■ Task to complete
Your task is to extract every line from the material below exactly.

■ Records from a dataset
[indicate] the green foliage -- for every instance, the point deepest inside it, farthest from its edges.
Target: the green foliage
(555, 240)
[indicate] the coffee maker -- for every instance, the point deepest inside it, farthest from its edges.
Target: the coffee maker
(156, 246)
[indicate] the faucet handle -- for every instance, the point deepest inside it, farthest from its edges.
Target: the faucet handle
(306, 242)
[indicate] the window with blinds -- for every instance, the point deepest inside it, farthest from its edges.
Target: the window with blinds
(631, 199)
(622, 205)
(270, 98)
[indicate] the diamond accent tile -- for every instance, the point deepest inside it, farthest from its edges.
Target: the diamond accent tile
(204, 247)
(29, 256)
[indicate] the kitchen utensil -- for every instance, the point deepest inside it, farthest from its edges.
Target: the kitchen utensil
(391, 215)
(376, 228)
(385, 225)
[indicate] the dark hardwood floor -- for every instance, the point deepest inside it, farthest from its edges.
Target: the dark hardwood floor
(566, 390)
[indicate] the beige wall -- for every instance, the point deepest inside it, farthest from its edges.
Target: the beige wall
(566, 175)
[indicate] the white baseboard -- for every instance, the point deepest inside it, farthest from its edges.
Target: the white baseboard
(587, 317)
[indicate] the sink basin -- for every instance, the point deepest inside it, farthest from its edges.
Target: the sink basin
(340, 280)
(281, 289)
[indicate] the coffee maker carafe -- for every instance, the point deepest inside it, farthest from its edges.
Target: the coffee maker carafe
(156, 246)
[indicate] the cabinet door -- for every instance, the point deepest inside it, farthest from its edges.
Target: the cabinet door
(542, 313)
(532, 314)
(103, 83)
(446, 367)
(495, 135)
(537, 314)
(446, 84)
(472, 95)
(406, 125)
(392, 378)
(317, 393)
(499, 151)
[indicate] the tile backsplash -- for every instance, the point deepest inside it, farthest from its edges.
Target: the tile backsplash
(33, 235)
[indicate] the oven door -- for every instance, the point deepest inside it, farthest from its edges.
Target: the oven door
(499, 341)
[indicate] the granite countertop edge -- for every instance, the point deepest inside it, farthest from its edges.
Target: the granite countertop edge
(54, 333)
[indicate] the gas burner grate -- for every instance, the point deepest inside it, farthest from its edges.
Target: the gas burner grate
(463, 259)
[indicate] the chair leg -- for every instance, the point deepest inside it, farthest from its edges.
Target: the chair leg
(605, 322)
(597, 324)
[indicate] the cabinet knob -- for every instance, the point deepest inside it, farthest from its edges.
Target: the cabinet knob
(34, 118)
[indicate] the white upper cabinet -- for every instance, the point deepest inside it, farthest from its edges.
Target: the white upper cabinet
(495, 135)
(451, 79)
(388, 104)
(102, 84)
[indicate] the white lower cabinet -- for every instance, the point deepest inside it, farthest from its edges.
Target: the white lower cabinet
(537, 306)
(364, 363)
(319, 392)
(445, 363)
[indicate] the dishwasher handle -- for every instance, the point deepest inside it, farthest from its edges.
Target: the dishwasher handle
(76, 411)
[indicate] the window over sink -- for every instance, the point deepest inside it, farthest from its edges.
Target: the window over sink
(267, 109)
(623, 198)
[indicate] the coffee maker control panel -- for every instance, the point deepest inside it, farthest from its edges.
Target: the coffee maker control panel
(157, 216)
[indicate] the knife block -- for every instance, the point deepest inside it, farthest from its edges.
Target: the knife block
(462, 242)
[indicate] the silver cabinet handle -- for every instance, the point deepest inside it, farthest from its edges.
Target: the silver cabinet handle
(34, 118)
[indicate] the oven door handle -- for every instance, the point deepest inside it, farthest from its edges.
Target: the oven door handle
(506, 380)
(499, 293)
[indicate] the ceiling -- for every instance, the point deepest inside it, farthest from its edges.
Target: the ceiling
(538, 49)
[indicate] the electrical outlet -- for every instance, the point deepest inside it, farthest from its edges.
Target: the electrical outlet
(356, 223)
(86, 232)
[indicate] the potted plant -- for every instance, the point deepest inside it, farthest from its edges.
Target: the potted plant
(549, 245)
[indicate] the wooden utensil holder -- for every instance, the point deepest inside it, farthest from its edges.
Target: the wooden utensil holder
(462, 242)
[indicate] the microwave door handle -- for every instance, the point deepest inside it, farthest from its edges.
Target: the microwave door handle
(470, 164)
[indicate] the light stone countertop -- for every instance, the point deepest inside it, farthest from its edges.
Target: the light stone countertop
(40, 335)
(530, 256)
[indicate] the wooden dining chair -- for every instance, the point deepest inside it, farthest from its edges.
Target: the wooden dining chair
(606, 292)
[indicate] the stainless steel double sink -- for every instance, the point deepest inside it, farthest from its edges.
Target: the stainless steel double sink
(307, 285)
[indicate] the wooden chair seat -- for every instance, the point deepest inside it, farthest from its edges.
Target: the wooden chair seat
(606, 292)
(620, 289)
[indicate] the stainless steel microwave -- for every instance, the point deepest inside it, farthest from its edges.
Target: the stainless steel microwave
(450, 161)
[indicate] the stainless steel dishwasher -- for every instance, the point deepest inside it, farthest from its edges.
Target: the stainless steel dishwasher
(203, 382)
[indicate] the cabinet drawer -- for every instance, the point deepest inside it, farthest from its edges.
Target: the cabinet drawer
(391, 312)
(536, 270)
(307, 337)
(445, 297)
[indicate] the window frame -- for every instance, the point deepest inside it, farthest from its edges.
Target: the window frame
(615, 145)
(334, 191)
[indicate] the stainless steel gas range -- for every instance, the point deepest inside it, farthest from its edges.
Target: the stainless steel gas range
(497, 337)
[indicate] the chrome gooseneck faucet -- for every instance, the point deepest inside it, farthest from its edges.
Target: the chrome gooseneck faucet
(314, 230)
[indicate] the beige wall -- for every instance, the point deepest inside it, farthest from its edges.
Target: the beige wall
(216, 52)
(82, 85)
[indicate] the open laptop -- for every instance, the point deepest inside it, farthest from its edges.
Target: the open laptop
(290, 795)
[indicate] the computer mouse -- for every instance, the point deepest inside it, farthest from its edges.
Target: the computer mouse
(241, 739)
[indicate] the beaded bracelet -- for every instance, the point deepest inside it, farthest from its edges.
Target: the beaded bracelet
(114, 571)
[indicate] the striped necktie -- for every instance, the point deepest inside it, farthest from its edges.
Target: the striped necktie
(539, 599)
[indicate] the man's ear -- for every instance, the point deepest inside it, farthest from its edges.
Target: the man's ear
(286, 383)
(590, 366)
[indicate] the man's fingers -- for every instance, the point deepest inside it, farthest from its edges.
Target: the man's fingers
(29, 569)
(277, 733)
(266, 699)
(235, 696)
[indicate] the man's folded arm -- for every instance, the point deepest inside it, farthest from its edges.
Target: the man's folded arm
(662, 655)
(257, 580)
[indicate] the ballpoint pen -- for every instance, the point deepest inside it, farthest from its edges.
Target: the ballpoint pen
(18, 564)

■ Full output
[indicate] the green foliage -- for every instance, the point deepest inside it, farthest from its edges.
Target: the green foliage
(555, 240)
[indicate] the coffee maker -- for every instance, the point deepest inside it, farthest from its edges.
Target: the coffee maker
(156, 246)
[indicate] the faucet handle -- for every instance, the point deepest inside it, farthest from its edges.
Target: the faucet handle
(306, 242)
[indicate] the window with blinds -- for every instance, the point deepest inside it, farthest from its edges.
Target: the window with blinds
(631, 199)
(622, 205)
(270, 98)
[indicate] the diamond accent tile -- for every instance, the point deepest inside it, farthest from its edges.
Target: the diamond accent tile
(204, 247)
(29, 256)
[indicate] the kitchen utensil -- for every instance, the point deepest inside it, farthest from its edges.
Target: the kitchen utensil
(391, 215)
(376, 228)
(385, 225)
[indicate] the dark hardwood floor -- for every instance, the point deepest inside it, farthest from its edges.
Target: the dark hardwood floor
(566, 390)
[indicate] the beige wall -- for every instance, the point deepest inside it, farthest from its edges.
Target: the beige wall
(566, 175)
[indicate] the white baseboard -- for every instance, the point deepest inside it, farthest from its edges.
Target: the white baseboard
(587, 317)
[indicate] the sink basin -- for every instance, the point deepest inside it, farthest from its edges.
Target: the sink basin
(340, 280)
(281, 289)
[indicate] the coffee maker carafe -- for every instance, the point deepest inside it, farthest from its edges.
Target: the coffee maker carafe
(156, 246)
[indicate] the cabinet door -- for every instance, the point deepest inside it, farthest from its edges.
Target: the cabinet door
(542, 313)
(532, 314)
(103, 83)
(446, 367)
(495, 135)
(537, 314)
(446, 84)
(472, 95)
(406, 125)
(392, 378)
(317, 393)
(499, 151)
[indicate] the tile backsplash -- for every instance, the point deepest inside it, farthest from its edges.
Target: the tile backsplash
(33, 235)
[indicate] the oven door -- for every instance, the point deepest inside it, farthest from its edges.
Target: the oven door
(499, 341)
[indicate] the granite countertop edge -- for every instance, the point deepest inside it, farthest from its edges.
Target: the granite countertop edge
(54, 333)
[indicate] the gas burner grate -- for every instance, the point deepest inside it, farthest from its edges.
Target: the gas burner grate
(463, 259)
[indicate] the chair leg -- for every instance, the point deepest inside it, farthest from its edges.
Target: the chair leg
(605, 322)
(597, 324)
[indicate] the cabinet knob -- for every instance, the point deepest inside it, farthest from its edges.
Target: the cabinet knob
(34, 118)
[indicate] the white upper cabinet -- for every instance, the point deepest inside it, farthest from its edges.
Target: the white upper cabinet
(495, 135)
(451, 79)
(388, 104)
(102, 84)
[indicate] the white lower cabinet -- for every instance, the point deepest inside it, farthest from its edges.
Target: the white lower cabinet
(537, 306)
(364, 363)
(319, 392)
(445, 363)
[indicate] the dishwasher handle -- for every instance, the point deepest inside it, farthest from its edges.
Target: the dishwasher handle
(76, 411)
[indicate] the window over sink -- for every instance, the point deepest inside it, farthest from its edges.
Target: the window over sink
(267, 109)
(623, 198)
[indicate] the coffee maker control panel -- for every instance, the point deepest inside it, farthest from its edges.
Target: the coffee maker control panel
(157, 216)
[indicate] the knife block -- for every instance, the point deepest inside it, farthest from its edges.
Target: the knife block
(462, 242)
[indicate] the silver cabinet handle -- for every instance, the point deepest inside it, farthest from its edges.
Target: the silver cabinet handle
(34, 118)
[indicate] the oven door handle -- for every instance, the point deepest inside it, farthest from its edges.
Target: the oven door handle
(506, 380)
(499, 293)
[indicate] the ceiling -- for every instance, the point deepest inside it, farthest from its edges.
Target: the ceiling
(538, 49)
[indicate] the electrical outlet -- for every instance, the point deepest inside it, farthest from its edges.
Target: the electrical outlet
(356, 223)
(86, 232)
[indicate] the potted plant -- for every instance, the point deepest inside it, farthest from its edges.
Target: the potted plant
(549, 245)
[indicate] the wooden utensil holder -- for every instance, the point deepest inside it, farthest from its edges.
Target: the wooden utensil holder
(462, 242)
[indicate] the microwave door handle -- for every instance, the point deepest inside it, farthest from its edges.
Target: the microwave door handle
(470, 164)
[indicate] the light stone countertop -- for every instance, the point deepest inside it, farthest from its edges.
Target: the light stone countertop
(40, 335)
(530, 256)
[indicate] the wooden dining chair -- for every instance, the point deepest inside it, farthest from its edges.
Target: the wooden dining chair
(606, 292)
[indicate] the stainless steel double sink -- for every instance, the point deepest inside it, farthest from its edges.
Target: the stainless steel double sink
(307, 285)
[indicate] the wooden chair seat -- for every instance, the point deepest inside it, farthest from its edges.
Target: the wooden chair seat
(606, 292)
(620, 289)
[indicate] the stainless steel microwave -- for every instance, the point deepest inside it, farthest from its edges.
Target: the stainless steel microwave
(450, 161)
[indicate] the stainless steel dishwasher -- for every instance, the point deepest inside it, farthest from its edges.
Target: the stainless steel dishwasher
(203, 382)
[indicate] the cabinet drawer -- for every instance, the point deepest inside it, farthest from its edges.
Target: the cabinet drawer
(391, 312)
(536, 270)
(307, 337)
(445, 297)
[indicate] the window frame -- for every instance, the point deepest inside it, farthest from its edges.
Target: the window frame
(615, 145)
(334, 191)
[indicate] the stainless steel gas range -- for every instance, the point deepest inside it, farthest from its edges.
Target: the stainless steel gas range
(497, 337)
[indicate] the chrome gooseneck faucet -- for every instance, the point deepest inside it, farthest from its edges.
Target: the chrome gooseneck faucet
(314, 230)
[indicate] the beige wall -- for every instance, the point deepest inside it, farthest from its edges.
Target: the beige wall
(216, 52)
(82, 85)
[indicate] the open laptop -- for every instance, the point deepest inside it, farthest from its edges.
Target: the open laptop
(290, 795)
[indicate] the computer mouse -- for every instance, the point deepest inside it, farthest from its edges.
Target: the computer mouse
(241, 739)
[indicate] the beaded bracelet -- for every instance, the point deepest inside it, farthest from its edges.
Target: the beaded bracelet
(114, 571)
[indicate] the striped necktie -- for every instance, the point deepest inside it, farthest from its edges.
Target: the striped necktie
(539, 599)
[indicate] the man's ear -- for every instance, the point deepest inside it, farthest from its edges.
Target: the man's ear
(286, 383)
(590, 366)
[indicate] the man's fingers -- for every instance, the point deepest inside it, farthest from its edges.
Target: the man's fingers
(29, 569)
(277, 733)
(266, 699)
(235, 696)
[indicate] the man's folded arm -- for every instance, the point deepest inside it, farthest from its edges.
Target: the man's folded arm
(662, 655)
(257, 580)
[indicate] the ballpoint pen -- for every instance, the point deepest inside it, farthest from its edges.
Target: the ballpoint pen
(18, 564)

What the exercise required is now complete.